----- Records to process
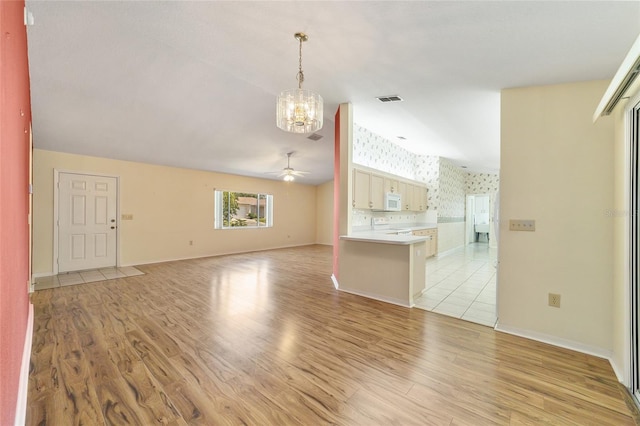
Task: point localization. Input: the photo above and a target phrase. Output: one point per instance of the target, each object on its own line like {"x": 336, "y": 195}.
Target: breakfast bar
{"x": 386, "y": 267}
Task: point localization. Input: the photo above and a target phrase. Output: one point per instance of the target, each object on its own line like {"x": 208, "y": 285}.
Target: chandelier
{"x": 299, "y": 110}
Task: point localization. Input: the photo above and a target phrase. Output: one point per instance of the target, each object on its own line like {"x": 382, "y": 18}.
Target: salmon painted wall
{"x": 15, "y": 117}
{"x": 336, "y": 193}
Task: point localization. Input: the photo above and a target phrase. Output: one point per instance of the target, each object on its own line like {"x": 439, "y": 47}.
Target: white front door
{"x": 87, "y": 233}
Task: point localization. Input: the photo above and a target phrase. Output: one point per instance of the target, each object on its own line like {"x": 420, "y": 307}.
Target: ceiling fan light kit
{"x": 288, "y": 174}
{"x": 299, "y": 110}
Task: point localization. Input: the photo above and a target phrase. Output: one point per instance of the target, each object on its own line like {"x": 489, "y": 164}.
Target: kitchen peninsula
{"x": 383, "y": 266}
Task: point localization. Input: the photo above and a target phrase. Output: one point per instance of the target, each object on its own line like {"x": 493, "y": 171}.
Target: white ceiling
{"x": 193, "y": 84}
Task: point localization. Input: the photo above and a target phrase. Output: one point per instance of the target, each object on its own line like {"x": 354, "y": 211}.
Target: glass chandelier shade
{"x": 299, "y": 110}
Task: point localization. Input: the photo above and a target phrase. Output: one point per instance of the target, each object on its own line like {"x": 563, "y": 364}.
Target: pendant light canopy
{"x": 299, "y": 110}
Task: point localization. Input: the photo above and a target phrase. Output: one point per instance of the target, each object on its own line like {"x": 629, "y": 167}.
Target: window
{"x": 243, "y": 210}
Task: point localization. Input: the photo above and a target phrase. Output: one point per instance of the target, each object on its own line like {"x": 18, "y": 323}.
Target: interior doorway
{"x": 86, "y": 210}
{"x": 479, "y": 219}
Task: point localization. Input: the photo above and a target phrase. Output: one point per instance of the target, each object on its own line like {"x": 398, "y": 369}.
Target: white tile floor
{"x": 82, "y": 277}
{"x": 462, "y": 284}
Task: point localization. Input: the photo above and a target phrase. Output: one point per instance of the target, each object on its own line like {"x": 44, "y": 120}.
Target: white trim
{"x": 377, "y": 297}
{"x": 335, "y": 282}
{"x": 175, "y": 259}
{"x": 620, "y": 79}
{"x": 56, "y": 180}
{"x": 619, "y": 372}
{"x": 23, "y": 385}
{"x": 625, "y": 375}
{"x": 555, "y": 341}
----------
Find every line in the entries above that contains the string "chandelier", matching case exactly, and copy each of those lines.

Target: chandelier
Target: glass chandelier shade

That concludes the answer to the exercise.